EXERCISE TASK => Collect every line in the items below that contains the word "grass", matching case exactly.

Object detection data:
● ● ●

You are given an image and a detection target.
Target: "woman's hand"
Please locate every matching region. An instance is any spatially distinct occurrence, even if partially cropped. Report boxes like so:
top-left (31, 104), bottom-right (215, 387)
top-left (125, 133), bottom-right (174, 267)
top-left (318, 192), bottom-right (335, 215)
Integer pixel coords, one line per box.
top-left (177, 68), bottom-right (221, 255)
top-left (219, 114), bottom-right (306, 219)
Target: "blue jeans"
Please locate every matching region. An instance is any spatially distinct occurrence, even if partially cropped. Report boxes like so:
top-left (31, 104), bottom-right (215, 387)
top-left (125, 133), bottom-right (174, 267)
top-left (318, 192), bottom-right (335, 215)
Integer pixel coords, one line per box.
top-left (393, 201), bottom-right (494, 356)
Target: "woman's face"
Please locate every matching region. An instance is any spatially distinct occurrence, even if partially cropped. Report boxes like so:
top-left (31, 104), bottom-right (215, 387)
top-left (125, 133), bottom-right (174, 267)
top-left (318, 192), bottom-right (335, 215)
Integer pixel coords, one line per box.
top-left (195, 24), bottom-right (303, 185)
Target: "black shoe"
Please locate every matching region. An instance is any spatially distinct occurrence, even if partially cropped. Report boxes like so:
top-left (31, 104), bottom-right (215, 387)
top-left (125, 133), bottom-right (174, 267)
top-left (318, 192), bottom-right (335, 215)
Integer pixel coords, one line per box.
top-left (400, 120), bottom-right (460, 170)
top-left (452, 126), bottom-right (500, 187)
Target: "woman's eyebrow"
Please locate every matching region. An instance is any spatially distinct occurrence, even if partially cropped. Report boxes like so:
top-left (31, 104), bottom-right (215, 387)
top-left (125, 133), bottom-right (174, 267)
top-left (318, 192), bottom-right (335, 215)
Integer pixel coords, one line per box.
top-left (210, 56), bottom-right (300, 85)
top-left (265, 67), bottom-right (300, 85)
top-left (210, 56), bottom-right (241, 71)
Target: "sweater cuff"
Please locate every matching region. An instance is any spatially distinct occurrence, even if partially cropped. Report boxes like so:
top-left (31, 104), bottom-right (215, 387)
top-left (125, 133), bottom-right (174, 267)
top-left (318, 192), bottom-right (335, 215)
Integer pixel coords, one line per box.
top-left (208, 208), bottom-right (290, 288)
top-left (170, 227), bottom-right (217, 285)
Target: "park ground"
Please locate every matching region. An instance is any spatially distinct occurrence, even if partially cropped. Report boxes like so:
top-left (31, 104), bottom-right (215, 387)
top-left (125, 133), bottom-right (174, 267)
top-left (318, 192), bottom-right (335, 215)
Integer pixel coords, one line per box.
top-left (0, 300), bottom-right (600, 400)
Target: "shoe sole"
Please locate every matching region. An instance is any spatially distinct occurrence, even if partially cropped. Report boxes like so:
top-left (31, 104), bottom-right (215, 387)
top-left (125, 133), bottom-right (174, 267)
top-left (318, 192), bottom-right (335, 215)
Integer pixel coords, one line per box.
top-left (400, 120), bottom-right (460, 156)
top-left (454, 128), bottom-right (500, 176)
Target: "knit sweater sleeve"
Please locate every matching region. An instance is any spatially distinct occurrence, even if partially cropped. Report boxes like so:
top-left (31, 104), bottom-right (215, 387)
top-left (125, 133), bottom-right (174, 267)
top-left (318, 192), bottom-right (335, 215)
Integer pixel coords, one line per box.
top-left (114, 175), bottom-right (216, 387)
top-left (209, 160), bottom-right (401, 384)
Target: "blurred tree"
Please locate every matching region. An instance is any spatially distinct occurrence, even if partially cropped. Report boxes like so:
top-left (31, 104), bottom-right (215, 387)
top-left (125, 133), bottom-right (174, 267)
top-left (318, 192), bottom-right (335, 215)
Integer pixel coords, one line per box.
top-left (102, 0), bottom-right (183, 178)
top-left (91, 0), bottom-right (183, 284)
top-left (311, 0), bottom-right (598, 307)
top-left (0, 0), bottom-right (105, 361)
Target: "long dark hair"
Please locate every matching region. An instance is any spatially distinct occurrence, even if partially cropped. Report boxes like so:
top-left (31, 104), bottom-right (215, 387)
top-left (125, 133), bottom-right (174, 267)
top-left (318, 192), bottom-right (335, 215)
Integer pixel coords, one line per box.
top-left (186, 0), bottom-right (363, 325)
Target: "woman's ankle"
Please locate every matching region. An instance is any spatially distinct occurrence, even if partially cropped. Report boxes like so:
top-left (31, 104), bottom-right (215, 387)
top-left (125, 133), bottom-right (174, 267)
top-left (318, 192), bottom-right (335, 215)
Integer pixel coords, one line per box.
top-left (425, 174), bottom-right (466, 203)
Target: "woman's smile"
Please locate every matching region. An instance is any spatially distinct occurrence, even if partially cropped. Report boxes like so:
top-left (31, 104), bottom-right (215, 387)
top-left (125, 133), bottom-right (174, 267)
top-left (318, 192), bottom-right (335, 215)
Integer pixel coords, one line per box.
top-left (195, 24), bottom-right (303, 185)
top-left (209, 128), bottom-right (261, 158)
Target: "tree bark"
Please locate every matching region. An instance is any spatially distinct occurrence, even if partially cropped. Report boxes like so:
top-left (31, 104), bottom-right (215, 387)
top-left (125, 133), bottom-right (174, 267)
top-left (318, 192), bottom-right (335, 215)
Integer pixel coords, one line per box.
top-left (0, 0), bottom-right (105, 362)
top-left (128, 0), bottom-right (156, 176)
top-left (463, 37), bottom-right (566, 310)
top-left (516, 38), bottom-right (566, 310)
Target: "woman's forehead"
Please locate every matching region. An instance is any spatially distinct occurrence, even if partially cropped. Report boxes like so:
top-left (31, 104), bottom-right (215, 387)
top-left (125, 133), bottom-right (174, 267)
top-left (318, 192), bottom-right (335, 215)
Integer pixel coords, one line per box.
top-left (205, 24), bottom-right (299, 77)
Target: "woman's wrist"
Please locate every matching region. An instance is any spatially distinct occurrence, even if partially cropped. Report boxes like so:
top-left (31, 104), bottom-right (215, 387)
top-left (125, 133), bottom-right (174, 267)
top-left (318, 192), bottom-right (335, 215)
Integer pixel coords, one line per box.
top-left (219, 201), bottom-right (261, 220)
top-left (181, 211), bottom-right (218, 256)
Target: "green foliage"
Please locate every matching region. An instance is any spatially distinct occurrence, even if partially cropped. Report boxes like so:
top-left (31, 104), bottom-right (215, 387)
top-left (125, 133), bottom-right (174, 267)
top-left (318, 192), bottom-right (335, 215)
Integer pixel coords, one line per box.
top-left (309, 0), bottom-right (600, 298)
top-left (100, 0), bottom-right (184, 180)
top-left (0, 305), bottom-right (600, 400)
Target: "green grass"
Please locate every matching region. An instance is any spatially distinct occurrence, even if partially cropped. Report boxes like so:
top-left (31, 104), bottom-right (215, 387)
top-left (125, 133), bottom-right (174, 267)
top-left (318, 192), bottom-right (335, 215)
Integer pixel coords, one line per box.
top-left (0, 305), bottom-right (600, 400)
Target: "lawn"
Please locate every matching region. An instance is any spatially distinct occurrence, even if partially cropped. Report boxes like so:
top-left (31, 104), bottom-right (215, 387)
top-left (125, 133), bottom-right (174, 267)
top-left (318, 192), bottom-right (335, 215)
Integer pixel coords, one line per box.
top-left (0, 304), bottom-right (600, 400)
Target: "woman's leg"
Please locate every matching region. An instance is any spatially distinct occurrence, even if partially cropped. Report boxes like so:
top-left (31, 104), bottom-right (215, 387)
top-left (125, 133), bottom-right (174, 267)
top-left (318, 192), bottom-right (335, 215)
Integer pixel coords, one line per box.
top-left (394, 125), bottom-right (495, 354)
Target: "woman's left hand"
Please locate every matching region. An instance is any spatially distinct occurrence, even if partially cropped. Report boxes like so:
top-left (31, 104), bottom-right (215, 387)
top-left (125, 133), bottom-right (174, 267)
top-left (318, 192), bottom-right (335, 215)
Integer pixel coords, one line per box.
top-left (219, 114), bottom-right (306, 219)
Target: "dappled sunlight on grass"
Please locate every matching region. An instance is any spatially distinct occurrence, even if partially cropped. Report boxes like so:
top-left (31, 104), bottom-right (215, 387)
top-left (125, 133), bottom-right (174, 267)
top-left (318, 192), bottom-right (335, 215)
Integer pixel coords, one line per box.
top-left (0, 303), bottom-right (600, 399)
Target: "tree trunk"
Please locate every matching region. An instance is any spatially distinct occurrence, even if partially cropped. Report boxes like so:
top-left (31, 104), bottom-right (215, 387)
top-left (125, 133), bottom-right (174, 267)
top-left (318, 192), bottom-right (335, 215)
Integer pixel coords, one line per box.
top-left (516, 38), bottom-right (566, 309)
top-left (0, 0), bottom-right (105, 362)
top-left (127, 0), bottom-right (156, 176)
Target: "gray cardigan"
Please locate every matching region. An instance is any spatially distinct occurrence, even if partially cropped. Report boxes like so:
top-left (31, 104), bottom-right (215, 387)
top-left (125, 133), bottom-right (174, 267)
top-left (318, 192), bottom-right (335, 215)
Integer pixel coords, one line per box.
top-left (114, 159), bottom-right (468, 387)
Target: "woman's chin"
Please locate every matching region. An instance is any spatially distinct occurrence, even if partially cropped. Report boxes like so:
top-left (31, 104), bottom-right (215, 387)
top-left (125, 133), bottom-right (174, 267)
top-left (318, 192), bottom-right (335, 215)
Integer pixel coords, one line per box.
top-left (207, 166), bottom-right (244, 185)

● ● ●

RESULT =>
Target: "green grass"
Target: "dappled sunlight on grass"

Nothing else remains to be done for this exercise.